▶ [EXCERPT PROVIDED]
· · · · · · ·

Today, chinchillas are raised domestically for fur and for the pet trade. The chinchilla age span of a well-cared-for pet might be between 15 and 20 years. All that fur fools the eye, making the animal appear larger than he really is. At maturity, chinchillas are 11 to 14 inches long, weighing between 1 and 2 pounds. Females are larger than males.


Chinchilla life stages

Chinchillas are born after an approximately 111-day gestation, fully furred. Baby chinchillas nurse until about the age of eight weeks. They become sexually mature at eight months of age. The female gives birth to between one and five kits in each litter, averaging two. In the wild, they generally give birth to two litters, possibly three, annually. Females can breed year-round.

· · · · · · ·

▶ [REQUIRED TASKS]
1 – Write out the part of the excerpt on chinchillas starting with "Chinchillas are born" and going on through "can breed year-round.".
2 – According to the excerpt on chinchillas, about how long is a chinchilla's gestation?
3 – Decide whether each statement agrees with the excerpt on chinchillas. Answer yes or no, and quote the words of the excerpt that decide it. (a) Male chinchillas are larger than females. (b) Baby chinchillas nurse until about eight weeks of age. (c) Female chinchillas breed only during one season of the year.

· · · · · · ·

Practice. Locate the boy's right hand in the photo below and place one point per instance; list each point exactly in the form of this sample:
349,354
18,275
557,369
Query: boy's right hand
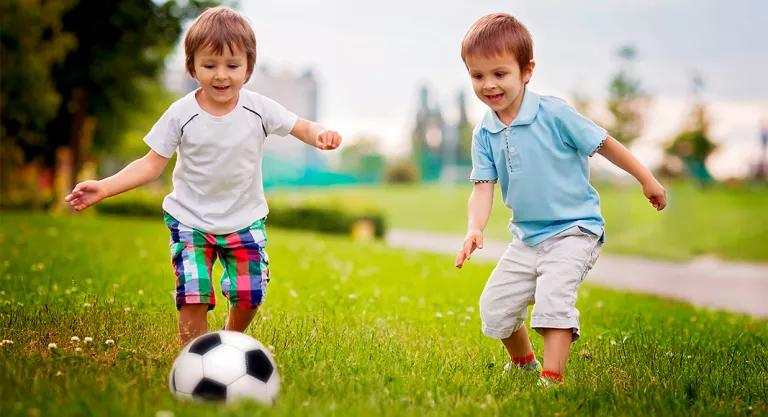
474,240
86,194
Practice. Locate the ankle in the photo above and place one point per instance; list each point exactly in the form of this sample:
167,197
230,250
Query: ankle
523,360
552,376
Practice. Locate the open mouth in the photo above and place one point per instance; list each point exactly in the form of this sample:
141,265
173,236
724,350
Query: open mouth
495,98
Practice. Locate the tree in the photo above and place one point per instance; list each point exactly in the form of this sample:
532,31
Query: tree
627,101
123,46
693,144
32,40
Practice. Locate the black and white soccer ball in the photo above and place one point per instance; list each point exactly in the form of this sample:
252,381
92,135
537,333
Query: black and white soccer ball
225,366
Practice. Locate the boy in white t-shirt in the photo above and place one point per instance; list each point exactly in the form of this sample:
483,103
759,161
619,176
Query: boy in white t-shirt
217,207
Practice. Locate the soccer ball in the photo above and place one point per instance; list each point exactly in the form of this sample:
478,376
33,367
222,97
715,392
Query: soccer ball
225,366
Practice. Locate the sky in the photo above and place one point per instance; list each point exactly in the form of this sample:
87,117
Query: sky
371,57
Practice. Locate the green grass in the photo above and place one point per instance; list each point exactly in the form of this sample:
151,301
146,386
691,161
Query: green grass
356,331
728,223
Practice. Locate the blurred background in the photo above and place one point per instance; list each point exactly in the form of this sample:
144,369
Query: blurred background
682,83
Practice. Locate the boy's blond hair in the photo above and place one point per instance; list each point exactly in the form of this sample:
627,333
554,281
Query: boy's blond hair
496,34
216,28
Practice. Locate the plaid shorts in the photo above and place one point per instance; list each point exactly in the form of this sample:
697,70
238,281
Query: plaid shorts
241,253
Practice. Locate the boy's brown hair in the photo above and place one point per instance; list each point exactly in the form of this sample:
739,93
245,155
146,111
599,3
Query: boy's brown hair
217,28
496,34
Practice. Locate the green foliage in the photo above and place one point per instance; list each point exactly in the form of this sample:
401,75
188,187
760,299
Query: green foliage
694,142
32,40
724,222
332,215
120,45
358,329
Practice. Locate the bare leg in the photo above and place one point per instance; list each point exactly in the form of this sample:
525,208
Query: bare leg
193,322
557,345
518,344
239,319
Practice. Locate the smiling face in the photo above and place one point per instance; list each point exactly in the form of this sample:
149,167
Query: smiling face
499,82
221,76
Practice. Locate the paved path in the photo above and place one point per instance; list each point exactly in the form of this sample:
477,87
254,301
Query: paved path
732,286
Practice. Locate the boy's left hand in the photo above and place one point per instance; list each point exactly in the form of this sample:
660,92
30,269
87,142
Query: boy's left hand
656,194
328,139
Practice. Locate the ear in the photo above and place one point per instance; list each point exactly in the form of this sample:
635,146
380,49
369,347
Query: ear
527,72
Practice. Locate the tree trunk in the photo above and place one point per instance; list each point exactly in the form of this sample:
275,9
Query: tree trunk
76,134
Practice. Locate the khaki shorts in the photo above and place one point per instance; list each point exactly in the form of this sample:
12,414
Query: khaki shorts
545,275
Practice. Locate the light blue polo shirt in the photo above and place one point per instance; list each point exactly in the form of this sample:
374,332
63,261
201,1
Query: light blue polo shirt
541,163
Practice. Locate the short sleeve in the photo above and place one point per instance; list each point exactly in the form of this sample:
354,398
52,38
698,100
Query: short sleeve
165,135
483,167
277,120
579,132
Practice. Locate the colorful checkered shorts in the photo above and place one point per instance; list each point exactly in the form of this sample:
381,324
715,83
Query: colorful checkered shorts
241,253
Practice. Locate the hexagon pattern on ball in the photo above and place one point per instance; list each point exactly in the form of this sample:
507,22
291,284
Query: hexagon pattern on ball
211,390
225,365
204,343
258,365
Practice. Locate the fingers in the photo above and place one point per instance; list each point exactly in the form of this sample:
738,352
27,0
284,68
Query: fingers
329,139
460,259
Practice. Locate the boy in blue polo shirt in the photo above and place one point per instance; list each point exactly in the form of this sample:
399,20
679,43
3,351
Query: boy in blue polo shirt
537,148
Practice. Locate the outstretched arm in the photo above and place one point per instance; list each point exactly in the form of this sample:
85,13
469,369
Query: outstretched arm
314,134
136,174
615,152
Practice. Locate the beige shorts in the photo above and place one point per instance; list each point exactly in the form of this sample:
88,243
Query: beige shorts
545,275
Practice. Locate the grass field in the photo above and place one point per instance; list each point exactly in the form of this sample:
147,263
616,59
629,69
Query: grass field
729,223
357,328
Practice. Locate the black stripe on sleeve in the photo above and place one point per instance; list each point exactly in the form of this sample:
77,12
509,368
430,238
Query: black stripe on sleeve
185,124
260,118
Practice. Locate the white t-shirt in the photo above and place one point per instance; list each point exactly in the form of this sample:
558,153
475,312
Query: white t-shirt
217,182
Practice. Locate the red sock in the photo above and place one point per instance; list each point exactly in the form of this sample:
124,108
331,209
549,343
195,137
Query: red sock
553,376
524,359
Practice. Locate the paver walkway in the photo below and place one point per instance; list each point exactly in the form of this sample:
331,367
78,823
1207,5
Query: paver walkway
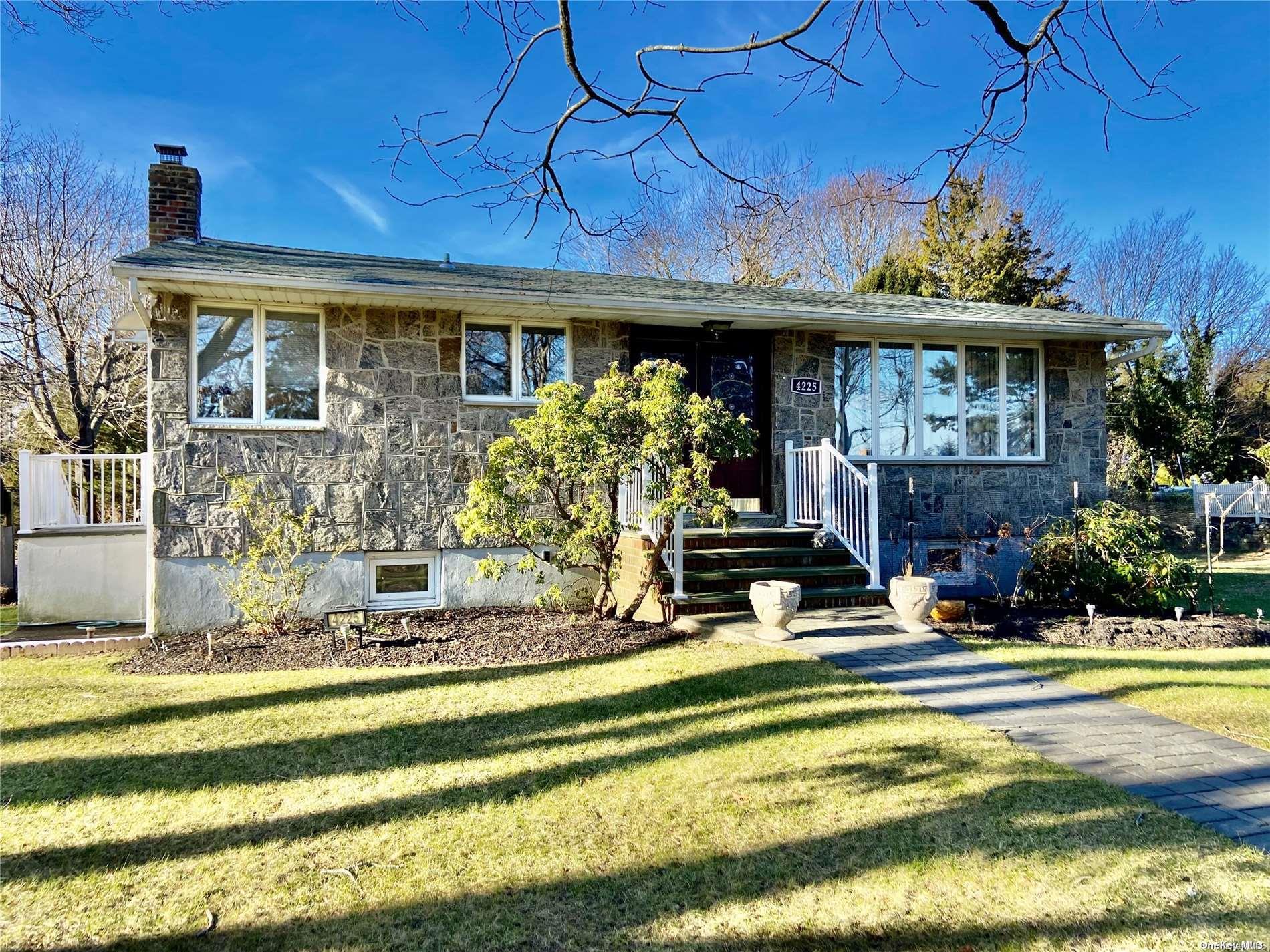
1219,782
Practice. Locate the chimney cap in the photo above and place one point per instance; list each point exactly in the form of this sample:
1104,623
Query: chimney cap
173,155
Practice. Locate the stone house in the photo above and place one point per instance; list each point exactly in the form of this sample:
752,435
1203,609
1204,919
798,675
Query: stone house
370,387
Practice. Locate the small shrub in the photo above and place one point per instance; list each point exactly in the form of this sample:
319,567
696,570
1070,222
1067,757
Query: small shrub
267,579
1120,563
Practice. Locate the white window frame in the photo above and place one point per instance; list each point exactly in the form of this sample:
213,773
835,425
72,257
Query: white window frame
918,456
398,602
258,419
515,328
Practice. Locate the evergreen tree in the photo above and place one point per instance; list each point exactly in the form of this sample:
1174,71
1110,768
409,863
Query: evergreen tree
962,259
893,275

· · · · · · ·

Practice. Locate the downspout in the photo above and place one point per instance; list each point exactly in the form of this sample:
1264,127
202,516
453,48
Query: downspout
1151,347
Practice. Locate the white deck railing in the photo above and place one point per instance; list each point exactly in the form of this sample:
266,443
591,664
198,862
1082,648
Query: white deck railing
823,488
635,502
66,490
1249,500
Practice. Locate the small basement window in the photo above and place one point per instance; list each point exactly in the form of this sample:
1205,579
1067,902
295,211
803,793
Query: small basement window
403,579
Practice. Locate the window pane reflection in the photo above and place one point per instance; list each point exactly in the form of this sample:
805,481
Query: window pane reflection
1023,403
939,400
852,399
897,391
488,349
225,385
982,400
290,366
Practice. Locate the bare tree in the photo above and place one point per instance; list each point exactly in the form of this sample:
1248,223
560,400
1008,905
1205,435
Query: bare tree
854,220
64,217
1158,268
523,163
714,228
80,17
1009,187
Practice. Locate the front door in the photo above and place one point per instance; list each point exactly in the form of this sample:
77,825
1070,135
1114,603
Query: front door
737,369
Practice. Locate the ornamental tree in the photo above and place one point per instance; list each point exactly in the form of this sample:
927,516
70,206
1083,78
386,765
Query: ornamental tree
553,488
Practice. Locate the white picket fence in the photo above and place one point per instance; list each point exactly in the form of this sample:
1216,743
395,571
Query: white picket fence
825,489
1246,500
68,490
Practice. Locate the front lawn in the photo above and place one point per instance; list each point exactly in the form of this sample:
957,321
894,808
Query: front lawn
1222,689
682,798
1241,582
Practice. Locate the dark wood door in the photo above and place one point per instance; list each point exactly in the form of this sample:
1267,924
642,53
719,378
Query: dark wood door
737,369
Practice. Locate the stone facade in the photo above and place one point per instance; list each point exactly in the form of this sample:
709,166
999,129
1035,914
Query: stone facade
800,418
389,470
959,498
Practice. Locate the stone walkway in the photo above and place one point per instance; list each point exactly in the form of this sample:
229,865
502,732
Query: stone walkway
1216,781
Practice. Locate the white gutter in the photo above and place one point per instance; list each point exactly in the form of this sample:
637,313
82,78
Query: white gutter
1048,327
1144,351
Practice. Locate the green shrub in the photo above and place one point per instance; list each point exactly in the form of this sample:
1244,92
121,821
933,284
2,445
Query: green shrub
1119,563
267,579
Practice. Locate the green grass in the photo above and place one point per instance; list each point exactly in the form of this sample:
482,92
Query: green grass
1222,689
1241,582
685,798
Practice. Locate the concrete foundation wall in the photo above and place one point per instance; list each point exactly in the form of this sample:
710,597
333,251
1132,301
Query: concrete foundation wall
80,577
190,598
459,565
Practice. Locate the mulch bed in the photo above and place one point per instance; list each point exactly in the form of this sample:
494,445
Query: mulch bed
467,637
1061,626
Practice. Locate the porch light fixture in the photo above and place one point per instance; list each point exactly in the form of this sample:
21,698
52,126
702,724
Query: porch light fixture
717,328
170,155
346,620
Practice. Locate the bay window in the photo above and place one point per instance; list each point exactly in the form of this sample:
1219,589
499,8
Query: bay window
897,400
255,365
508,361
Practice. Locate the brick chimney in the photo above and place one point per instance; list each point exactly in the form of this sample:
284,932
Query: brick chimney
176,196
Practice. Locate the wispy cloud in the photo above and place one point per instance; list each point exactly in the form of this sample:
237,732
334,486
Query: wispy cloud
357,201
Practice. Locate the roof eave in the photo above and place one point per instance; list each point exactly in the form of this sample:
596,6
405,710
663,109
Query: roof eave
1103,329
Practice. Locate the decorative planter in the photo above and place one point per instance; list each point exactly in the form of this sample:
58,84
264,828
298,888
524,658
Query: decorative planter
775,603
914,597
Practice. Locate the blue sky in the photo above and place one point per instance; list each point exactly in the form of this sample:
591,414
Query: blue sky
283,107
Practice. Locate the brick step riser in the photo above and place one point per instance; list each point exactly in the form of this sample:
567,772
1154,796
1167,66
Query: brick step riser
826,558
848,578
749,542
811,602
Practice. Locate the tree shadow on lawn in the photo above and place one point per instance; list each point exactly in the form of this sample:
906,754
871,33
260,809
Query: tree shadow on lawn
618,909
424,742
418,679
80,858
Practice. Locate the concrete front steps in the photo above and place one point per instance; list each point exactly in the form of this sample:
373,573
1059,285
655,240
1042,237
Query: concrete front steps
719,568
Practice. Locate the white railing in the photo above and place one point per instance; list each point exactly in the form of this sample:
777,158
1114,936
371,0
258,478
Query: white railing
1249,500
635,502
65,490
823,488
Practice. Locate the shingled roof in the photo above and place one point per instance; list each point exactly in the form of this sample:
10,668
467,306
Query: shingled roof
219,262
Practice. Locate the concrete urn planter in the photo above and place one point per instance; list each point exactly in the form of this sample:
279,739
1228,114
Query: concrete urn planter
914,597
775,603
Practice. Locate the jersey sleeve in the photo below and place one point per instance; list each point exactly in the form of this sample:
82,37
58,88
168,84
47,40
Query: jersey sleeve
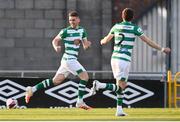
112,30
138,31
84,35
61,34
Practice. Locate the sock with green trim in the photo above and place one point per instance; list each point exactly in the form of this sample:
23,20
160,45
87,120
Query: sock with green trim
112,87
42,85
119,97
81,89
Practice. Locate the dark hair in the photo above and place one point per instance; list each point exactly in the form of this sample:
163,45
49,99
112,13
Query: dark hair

· · · · · · ·

▶ [SOLUTIONS PER TASK]
1 –
Chinchillas are born after an approximately 111-day gestation, fully furred. Baby chinchillas nurse until about the age of eight weeks. They become sexually mature at eight months of age. The female gives birth to between one and five kits in each litter, averaging two. In the wild, they generally give birth to two litters, possibly three, annually. Females can breed year-round.

2 – About 111 days.

3 –
(a) No: "Females are larger than males."
(b) Yes: "Baby chinchillas nurse until about the age of eight weeks."
(c) No: "Females can breed year-round."